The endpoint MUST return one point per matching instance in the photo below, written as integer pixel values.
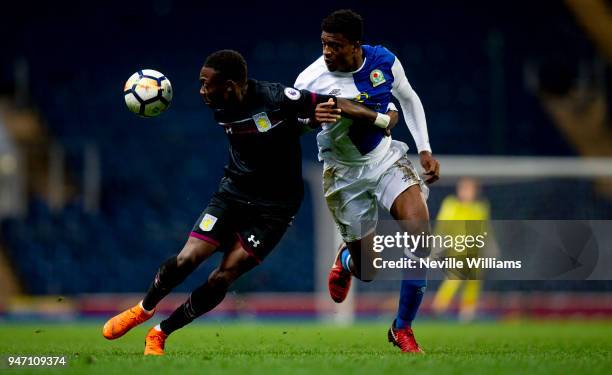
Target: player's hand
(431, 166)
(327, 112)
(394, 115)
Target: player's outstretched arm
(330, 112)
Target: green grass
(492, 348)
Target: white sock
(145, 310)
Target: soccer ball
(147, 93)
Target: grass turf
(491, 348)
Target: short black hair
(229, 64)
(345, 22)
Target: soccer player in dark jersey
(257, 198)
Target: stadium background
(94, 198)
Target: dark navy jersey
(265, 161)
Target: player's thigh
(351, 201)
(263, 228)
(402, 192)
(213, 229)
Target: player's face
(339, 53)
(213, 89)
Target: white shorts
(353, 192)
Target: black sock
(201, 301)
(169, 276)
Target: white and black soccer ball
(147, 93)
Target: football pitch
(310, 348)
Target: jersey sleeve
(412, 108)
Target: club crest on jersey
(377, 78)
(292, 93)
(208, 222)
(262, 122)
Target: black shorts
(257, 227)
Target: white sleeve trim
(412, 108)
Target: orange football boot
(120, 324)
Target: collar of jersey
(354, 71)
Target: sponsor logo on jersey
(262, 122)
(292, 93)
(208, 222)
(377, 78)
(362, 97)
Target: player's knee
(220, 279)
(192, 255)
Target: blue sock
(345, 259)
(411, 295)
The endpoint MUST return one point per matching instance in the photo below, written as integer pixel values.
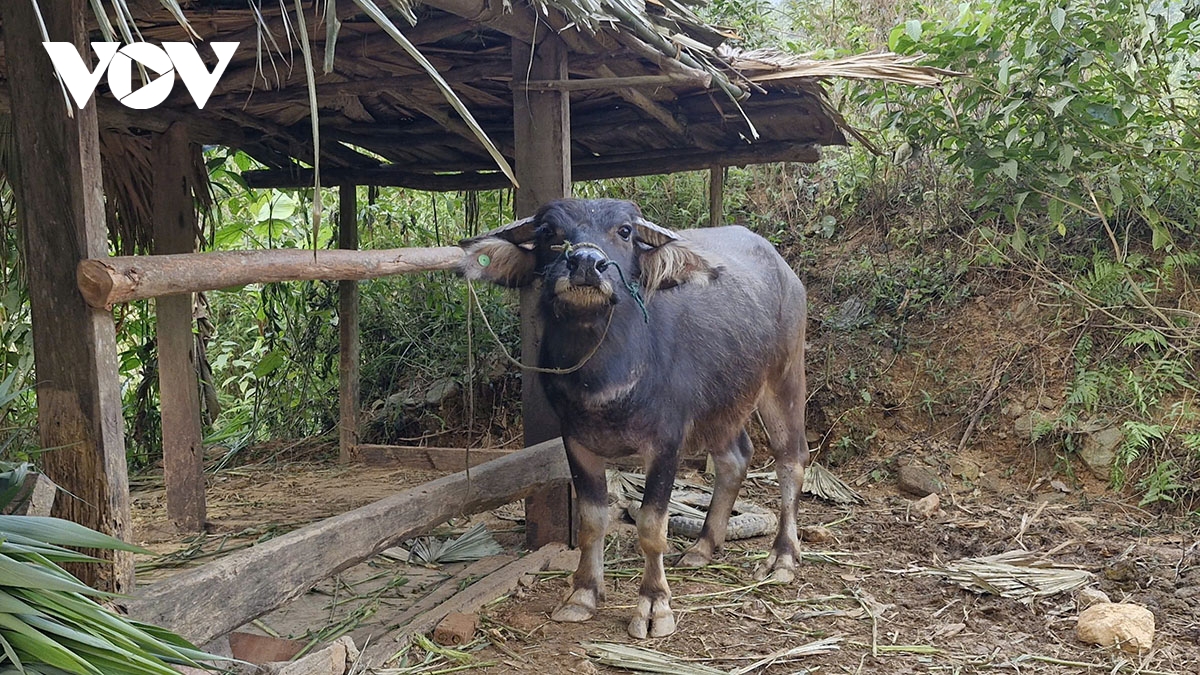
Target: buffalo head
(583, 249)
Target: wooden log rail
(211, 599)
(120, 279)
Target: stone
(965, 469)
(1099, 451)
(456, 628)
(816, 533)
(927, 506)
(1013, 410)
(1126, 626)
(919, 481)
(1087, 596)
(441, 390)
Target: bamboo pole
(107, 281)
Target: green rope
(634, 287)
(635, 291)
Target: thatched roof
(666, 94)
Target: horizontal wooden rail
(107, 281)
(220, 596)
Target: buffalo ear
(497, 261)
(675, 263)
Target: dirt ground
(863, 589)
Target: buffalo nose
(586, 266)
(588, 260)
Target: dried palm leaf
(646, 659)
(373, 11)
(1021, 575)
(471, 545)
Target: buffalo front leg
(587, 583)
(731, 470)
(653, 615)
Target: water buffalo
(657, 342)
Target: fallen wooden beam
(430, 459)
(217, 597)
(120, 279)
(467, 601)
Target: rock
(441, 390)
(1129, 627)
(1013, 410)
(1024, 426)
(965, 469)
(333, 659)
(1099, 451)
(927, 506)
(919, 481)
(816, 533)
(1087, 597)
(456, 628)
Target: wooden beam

==

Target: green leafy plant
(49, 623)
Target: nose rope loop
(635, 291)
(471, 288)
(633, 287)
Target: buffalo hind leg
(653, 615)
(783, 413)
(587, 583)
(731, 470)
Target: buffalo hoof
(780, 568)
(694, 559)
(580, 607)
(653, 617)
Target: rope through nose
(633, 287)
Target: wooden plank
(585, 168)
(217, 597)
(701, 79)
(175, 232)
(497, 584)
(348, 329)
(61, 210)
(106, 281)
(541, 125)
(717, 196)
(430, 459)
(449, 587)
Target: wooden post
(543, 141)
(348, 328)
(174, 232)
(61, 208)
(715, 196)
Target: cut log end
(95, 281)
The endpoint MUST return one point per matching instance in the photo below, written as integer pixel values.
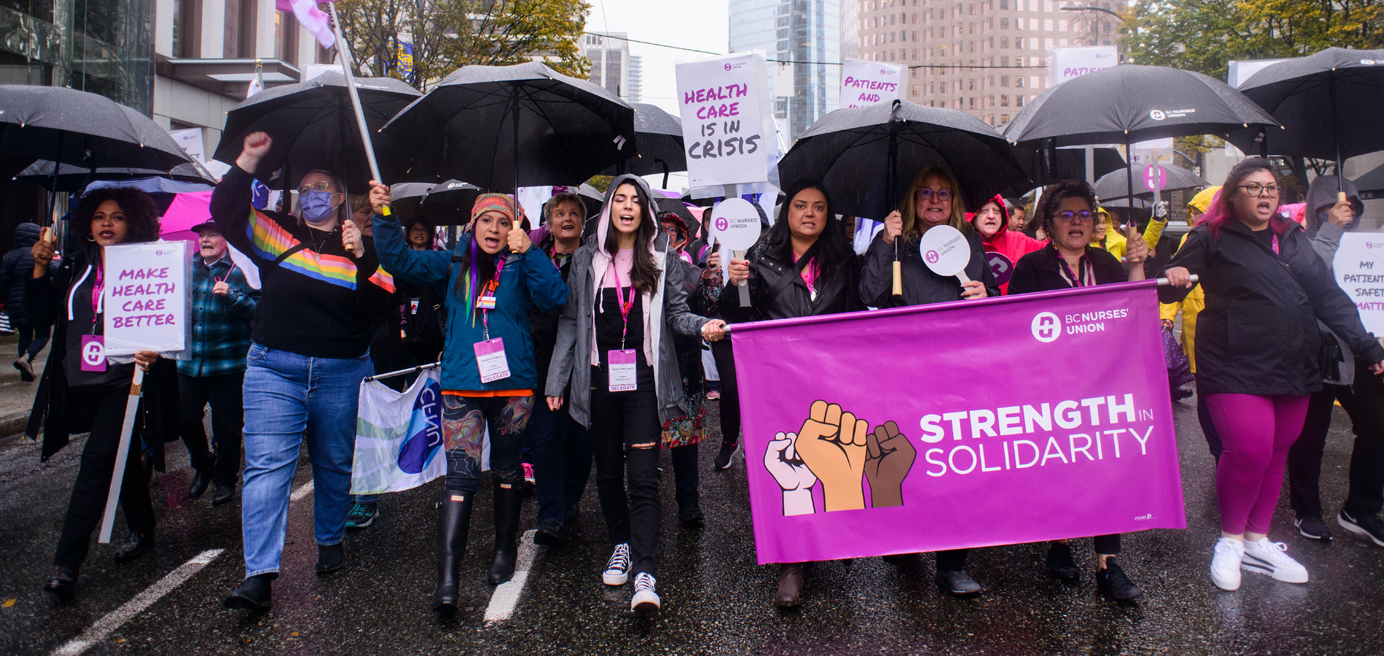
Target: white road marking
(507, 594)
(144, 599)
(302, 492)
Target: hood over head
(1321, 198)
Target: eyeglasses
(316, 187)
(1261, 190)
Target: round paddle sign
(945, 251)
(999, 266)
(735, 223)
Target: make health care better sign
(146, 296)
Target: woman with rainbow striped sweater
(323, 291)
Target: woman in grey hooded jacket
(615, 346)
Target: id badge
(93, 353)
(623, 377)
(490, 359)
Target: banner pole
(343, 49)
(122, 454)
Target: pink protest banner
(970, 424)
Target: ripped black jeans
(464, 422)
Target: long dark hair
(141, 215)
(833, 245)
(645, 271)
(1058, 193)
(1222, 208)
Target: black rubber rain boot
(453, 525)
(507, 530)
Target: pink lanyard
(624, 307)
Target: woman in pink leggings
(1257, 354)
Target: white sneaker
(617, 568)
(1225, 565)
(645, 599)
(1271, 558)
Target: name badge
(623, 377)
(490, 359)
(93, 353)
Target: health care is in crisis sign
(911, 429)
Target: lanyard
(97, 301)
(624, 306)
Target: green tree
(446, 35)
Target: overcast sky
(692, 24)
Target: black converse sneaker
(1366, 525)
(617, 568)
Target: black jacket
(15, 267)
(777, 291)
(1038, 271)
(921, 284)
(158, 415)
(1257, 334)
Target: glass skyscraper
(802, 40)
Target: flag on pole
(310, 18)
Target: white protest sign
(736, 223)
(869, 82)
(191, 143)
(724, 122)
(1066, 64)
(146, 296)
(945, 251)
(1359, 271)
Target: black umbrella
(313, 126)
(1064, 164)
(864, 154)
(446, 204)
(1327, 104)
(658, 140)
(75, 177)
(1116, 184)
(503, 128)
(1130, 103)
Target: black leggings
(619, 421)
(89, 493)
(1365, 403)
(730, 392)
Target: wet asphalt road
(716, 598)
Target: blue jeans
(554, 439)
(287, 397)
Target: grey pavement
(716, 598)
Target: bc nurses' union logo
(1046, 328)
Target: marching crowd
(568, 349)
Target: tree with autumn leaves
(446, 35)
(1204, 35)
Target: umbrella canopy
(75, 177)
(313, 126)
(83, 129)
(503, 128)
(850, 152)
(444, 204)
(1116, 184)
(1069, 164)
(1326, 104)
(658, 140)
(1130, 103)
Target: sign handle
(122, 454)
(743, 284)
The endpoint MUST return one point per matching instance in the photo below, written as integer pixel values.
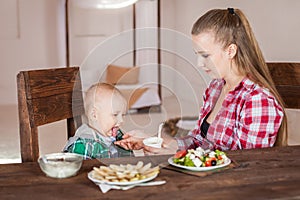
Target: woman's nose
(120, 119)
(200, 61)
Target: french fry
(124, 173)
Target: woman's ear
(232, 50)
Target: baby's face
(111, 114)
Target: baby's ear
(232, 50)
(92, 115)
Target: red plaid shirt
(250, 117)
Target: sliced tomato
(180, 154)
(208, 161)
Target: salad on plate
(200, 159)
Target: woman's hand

▶ **Exercise objective**: Starting at the line that has "Target: water buffalo" and ending at the line that has "Target: wooden beam", please write out the lines above exactly, leaving out all others.

▶ **Answer to this exercise**:
Target: water buffalo
(657, 342)
Target: fallen wooden beam
(430, 459)
(217, 597)
(120, 279)
(467, 601)
Target: rock
(441, 390)
(1129, 627)
(1013, 410)
(1024, 426)
(965, 469)
(333, 659)
(1099, 451)
(927, 506)
(919, 481)
(816, 533)
(1087, 597)
(456, 628)
Target: wooden beam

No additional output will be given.